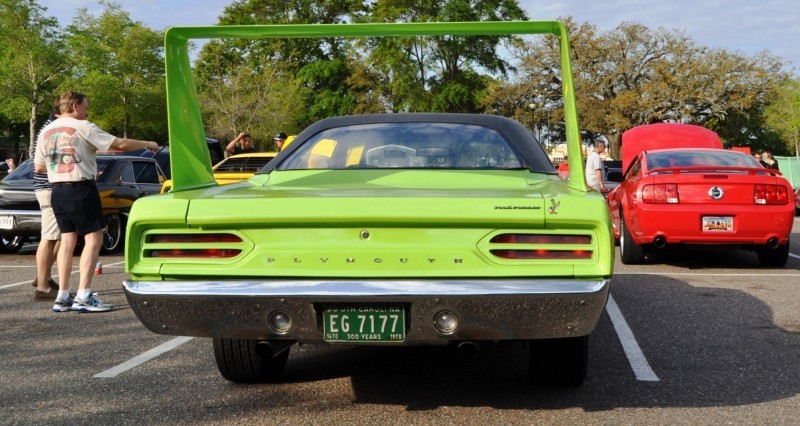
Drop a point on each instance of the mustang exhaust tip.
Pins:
(772, 243)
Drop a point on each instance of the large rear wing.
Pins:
(190, 164)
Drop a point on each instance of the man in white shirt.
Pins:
(594, 167)
(66, 151)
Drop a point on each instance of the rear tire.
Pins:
(559, 362)
(773, 258)
(12, 244)
(238, 361)
(632, 254)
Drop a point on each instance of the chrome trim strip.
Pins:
(305, 288)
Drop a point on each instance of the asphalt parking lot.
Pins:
(697, 337)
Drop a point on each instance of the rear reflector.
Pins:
(664, 193)
(770, 194)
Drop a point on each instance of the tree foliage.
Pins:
(443, 73)
(119, 64)
(633, 76)
(31, 62)
(783, 114)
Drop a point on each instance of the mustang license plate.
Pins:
(6, 222)
(718, 223)
(361, 324)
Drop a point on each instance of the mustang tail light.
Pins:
(529, 246)
(209, 246)
(770, 194)
(663, 193)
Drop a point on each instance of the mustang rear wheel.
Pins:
(560, 362)
(632, 254)
(113, 234)
(11, 244)
(773, 257)
(238, 361)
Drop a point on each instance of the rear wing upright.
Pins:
(191, 167)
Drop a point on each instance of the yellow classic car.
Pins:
(235, 168)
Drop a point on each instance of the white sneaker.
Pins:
(90, 304)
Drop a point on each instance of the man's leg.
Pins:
(44, 264)
(91, 252)
(65, 255)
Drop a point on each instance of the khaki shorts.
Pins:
(50, 229)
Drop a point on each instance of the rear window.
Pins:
(242, 164)
(723, 158)
(405, 145)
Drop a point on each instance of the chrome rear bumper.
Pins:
(502, 309)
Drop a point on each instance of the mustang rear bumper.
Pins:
(503, 309)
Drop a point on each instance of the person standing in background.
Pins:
(234, 146)
(280, 140)
(66, 151)
(51, 235)
(594, 167)
(563, 169)
(769, 161)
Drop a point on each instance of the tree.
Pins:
(31, 62)
(633, 76)
(244, 100)
(309, 75)
(119, 64)
(443, 73)
(783, 114)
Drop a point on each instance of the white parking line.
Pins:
(632, 350)
(75, 269)
(142, 358)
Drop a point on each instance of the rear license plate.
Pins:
(356, 324)
(718, 223)
(6, 222)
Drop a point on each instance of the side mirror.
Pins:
(614, 176)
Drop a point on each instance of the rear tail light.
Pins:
(663, 193)
(206, 246)
(529, 246)
(770, 194)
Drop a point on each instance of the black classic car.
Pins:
(121, 180)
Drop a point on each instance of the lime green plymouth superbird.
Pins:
(391, 229)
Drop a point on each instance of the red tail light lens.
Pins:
(179, 246)
(541, 239)
(664, 193)
(770, 194)
(195, 238)
(543, 254)
(196, 253)
(520, 246)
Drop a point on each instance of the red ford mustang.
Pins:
(681, 187)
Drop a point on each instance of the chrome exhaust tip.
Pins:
(772, 243)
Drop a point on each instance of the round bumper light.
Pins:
(446, 322)
(280, 322)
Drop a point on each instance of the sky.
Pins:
(746, 26)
================
*Task details*:
If a line in the entries includes the word "tree", copy that line out.

*Answer to this exercise*:
Drop a point on each instance of the tree foliage.
Drop a point on each instance of the tree.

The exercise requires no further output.